Text extract =>
━━━━━━
Mixing HTML and R Graphics

The real value of being able to render HTML content in R is not just so that we can reproduce what would appear in a browser. This facility becomes more useful when we combine the HTML content with other graphical output that R is good at, such as plots. An example of this was shown in the introduction, where an HTML table was drawn within a 'lattice' plot. This section demonstrates some other possibilities.

The code below uses HTML rendering to provide a plot axis label for a 'lattice' plot that contains more than one font (the R variable name is drawn with a typewriter font). One difference about this code is the use of htmlGrob rather than grid.html because we need to specify the label to xyplot as a 'grid' grob (rather than just draw it immediately). We also call the flow function to lay out the HTML content and pass that to htmlGrob (rather than passing the raw HTML). This is because xyplot queries the label grob several times (e.g., for its height and width) and we do not want to have to perform the HTML layout for every query. The Section on discusses the flow function in more detail.

For this example, we switch to the CSS Box backend, 'layoutEngineCSSBox' (). We use this backend for this example because it produces a better result than the PhantomJS backend and it is "quieter" than the 'DOM' backend. The Section on discusses the strengths and weaknesses of the different backends in more detail.
━━━━━━
Data section =>

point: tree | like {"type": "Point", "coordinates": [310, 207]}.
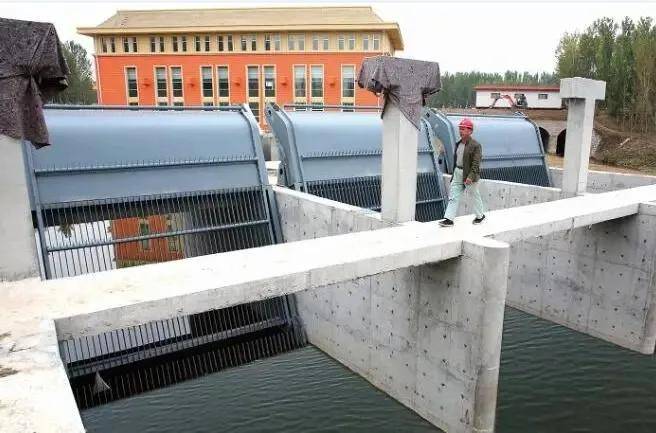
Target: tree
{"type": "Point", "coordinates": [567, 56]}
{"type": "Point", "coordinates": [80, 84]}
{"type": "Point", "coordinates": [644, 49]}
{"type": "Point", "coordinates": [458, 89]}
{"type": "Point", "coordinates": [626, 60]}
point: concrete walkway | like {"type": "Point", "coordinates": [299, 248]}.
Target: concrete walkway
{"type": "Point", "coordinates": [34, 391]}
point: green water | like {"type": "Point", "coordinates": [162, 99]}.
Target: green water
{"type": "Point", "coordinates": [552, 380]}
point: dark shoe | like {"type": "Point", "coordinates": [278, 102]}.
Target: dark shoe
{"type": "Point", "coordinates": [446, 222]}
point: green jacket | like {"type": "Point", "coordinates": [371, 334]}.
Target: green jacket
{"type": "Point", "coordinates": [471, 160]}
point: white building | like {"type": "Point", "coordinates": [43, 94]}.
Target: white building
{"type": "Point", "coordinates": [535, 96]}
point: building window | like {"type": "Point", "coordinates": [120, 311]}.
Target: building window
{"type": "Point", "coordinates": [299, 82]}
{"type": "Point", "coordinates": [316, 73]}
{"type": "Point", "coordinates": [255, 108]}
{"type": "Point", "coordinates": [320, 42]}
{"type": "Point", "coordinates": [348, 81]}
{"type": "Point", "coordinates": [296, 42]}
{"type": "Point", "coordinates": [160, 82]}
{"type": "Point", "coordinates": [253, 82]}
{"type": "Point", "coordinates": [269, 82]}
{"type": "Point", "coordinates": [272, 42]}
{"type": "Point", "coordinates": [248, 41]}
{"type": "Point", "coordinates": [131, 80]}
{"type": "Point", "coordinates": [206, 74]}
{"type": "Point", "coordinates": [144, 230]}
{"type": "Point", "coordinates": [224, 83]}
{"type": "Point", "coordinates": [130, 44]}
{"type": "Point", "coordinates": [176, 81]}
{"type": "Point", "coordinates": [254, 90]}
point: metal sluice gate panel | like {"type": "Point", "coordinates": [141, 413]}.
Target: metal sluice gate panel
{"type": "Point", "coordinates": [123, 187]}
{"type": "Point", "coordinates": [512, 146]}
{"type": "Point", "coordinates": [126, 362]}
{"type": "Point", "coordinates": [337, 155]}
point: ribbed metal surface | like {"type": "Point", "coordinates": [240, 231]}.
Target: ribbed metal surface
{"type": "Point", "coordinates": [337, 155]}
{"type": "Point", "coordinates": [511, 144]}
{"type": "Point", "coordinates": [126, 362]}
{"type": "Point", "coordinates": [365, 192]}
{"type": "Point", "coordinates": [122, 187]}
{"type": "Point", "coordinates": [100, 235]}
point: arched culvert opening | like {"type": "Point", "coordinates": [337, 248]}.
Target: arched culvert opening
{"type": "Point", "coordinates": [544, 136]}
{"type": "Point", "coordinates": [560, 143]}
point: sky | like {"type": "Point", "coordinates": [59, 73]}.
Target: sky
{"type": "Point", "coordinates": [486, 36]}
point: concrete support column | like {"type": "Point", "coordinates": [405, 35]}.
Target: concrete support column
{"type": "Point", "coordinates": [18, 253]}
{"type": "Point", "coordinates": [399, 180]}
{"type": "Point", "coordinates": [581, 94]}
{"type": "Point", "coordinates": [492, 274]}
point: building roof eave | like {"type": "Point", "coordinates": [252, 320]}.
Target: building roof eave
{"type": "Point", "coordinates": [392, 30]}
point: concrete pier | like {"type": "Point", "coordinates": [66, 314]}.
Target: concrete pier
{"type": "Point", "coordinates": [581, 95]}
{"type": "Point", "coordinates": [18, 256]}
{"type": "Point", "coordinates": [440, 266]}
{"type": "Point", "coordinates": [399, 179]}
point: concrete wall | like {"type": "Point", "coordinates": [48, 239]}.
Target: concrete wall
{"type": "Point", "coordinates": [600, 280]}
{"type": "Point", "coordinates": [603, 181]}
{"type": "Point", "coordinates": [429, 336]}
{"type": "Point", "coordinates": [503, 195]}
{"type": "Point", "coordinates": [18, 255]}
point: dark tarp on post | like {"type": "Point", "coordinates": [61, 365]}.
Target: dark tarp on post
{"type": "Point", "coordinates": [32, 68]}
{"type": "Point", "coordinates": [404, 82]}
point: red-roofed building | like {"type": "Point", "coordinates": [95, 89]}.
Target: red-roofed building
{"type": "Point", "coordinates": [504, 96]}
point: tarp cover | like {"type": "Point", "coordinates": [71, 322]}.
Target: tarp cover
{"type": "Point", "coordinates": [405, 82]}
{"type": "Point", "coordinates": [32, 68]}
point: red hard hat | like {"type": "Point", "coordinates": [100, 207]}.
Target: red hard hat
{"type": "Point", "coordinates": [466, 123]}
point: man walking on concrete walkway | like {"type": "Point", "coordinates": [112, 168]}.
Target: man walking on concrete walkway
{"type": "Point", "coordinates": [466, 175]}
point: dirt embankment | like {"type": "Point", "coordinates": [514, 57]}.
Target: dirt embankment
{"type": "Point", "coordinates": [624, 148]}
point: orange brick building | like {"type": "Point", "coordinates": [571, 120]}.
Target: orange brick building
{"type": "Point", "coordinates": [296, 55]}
━━━━━━
Stated exercise 1 =>
Copy the stretch of the passage on mixing HTML and R graphics from "The code below" through "function in more detail.".
Stated exercise 2 =>
Carry on the passage about mixing HTML and R graphics from the point where it stops.

Expected answer 1 =>
The code below uses HTML rendering to provide a plot axis label for a 'lattice' plot that contains more than one font (the R variable name is drawn with a typewriter font). One difference about this code is the use of htmlGrob rather than grid.html because we need to specify the label to xyplot as a 'grid' grob (rather than just draw it immediately). We also call the flow function to lay out the HTML content and pass that to htmlGrob (rather than passing the raw HTML). This is because xyplot queries the label grob several times (e.g., for its height and width) and we do not want to have to perform the HTML layout for every query. The Section on discusses the flow function in more detail.

Expected answer 2 =>
library(layoutEngineCSSBox) html <- paste0('Engine Displacement ', ' (disp)', "") flowedHTML <- flow(html) xyplot(mpg ~ disp, mtcars, xlab=htmlGrob(flowedHTML))

The next example, from a Stack Overflow post, is very similar. This example involves adding a caption to a 'ggplot2' plot (), using gridExtra::grid.arrange to arrange the plot above the caption. The caption does not involve multiple font families, but it does involve multiple font faces and it involves text split across two lines (which is a step too far for R's limited plotmath facility). This is a good example of a typesetting task that looks very simple, and is simple in HTML, but is not normally possible in R graphics.

library(ggplot2) library(gridExtra) note <- '

Note: Market concentration averages in the United States, United Kingdom, and the
Netherlands are, respectively, 1920, 1388, and 1244

' gg <- ggplot(mtcars, aes(wt, mpg)) + geom_point() caption <- htmlGrob(flow(note)) grid.arrange(gg, bottom=caption)

The next example demonstrates that, having rendered HTML content in R (with 'grid') in combination with an R plot (based on 'grid'), it is possible to make use of 'grid' tools to further integrate the HTML output with the R plot output. In the following code, we draw a 'lattice' plot, add an HTML table at the top-right of the plot, then draw an arrow from the left edge of a piece of text within the HTML table to the corresponding data point within the 'lattice' plot.

options(layoutEngine.backend=phantomjsEngine) xyplot(mpg ~ disp, mtcars) html <- print(xtable(head(mtcars[1:3])), type="html", print.results=FALSE) flowedhtml <- flow(html) downViewport("plot_01.panel.1.1.vp") grid.html(flowedhtml, x=unit(1, "npc") - unit(2, "mm"), y=unit(1, "npc") - unit(2, "mm"), just=c("right", "top"), viewports=TRUE) grid.move.to(mtcars$disp[1], mtcars$mpg[1], default.units="native") upViewport(0) vp <- grid.grep("TD.+SPAN.+vp", grep=TRUE, viewports=TRUE) downViewport(vp) arr <- arrow(ends="first", angle=15, length=unit(5, "mm"), type="closed") grid.line.to(unit(-1, "mm"), .5, arrow=arr, gp=gpar(fill="black"))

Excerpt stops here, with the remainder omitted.